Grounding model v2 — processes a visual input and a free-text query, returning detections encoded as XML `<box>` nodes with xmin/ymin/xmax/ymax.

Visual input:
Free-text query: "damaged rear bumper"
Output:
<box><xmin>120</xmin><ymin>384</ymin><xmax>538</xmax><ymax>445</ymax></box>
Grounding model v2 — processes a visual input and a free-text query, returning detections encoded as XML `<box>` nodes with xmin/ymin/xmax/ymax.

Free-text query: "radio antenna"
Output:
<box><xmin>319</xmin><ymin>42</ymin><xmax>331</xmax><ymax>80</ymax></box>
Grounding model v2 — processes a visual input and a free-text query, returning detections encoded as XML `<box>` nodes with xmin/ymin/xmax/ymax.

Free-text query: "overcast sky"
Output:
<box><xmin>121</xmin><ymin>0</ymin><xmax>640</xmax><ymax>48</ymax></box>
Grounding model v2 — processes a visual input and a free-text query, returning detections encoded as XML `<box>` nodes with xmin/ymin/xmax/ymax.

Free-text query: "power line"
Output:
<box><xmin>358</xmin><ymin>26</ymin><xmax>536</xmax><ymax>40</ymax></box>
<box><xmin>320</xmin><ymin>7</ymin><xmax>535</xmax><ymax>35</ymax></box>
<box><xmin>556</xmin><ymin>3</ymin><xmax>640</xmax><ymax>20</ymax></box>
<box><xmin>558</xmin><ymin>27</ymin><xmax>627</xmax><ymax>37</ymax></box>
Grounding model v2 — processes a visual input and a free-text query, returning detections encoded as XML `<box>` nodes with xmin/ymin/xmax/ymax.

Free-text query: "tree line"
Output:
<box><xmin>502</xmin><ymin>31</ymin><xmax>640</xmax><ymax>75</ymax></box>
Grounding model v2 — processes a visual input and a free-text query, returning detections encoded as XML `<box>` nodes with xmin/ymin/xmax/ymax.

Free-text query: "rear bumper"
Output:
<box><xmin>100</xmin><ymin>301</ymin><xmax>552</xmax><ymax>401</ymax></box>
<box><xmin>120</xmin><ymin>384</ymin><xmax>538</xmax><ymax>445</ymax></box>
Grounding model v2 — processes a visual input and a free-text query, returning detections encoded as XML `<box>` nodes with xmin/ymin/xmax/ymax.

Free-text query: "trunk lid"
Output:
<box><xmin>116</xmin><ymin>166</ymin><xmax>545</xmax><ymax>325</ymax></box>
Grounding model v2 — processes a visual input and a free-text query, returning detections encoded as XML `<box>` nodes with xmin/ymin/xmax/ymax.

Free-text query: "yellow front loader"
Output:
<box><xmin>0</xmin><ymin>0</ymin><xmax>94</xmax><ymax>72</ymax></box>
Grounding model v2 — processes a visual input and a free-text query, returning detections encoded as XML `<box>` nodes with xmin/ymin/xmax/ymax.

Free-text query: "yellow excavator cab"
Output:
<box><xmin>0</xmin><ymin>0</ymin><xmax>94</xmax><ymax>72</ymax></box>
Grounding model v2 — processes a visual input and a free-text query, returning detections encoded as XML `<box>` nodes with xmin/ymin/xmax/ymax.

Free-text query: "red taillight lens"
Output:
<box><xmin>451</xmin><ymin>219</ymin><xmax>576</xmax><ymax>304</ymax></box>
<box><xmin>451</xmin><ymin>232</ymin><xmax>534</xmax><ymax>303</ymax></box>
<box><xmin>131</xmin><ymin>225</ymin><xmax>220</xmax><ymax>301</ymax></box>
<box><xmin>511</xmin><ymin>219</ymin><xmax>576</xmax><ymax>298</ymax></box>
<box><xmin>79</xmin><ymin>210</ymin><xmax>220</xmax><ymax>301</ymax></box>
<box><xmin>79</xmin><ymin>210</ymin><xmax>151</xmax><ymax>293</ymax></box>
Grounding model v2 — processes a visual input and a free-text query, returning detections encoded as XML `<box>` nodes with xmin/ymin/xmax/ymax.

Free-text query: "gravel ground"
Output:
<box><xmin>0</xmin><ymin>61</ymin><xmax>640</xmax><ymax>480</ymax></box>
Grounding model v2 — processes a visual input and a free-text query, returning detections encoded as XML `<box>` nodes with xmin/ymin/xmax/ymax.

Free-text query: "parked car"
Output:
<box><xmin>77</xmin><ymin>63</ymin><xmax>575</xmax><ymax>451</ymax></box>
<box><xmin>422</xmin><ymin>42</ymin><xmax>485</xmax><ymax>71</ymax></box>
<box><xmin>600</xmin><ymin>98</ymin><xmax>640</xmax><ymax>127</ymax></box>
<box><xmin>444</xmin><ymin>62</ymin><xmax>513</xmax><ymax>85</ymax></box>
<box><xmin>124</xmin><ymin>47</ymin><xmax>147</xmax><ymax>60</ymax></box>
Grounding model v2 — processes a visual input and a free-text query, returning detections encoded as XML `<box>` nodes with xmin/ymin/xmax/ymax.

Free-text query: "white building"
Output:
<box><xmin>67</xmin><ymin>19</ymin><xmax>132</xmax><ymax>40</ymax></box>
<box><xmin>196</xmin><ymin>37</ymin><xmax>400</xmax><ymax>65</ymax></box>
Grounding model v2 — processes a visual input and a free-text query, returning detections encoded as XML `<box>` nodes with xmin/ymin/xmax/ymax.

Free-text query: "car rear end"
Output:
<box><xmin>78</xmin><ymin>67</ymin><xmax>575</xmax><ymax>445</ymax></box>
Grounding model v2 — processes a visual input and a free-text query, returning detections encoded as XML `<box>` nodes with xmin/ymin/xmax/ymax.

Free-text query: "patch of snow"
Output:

PROBLEM TO SOLVE:
Extract every line of the entries that contains the string "rear".

TASK SOLUTION:
Free-text query: "damaged rear bumper"
Free-text query: "rear bumper"
Free-text query: "car rear end"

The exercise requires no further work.